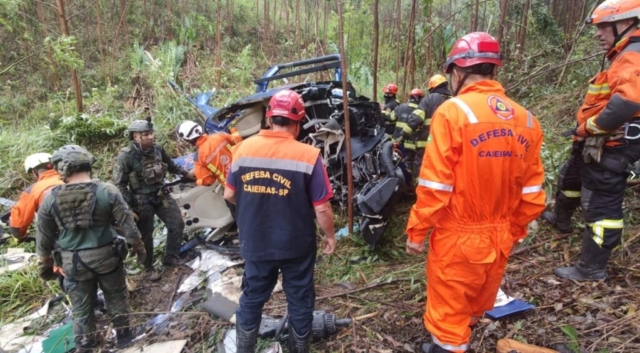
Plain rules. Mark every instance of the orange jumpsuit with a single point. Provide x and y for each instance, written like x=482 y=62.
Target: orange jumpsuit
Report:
x=23 y=213
x=213 y=158
x=479 y=187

Given problem. Please reproduce the material above, swapping "jumpsuit" for "coverall" and changing nothing else. Leave the pictures out.

Reply.
Plain rules. Mark every instance of the orange coverall with a single point. Provide x and y for each instance, written like x=482 y=62.
Target: orange coverall
Report:
x=23 y=213
x=213 y=158
x=479 y=187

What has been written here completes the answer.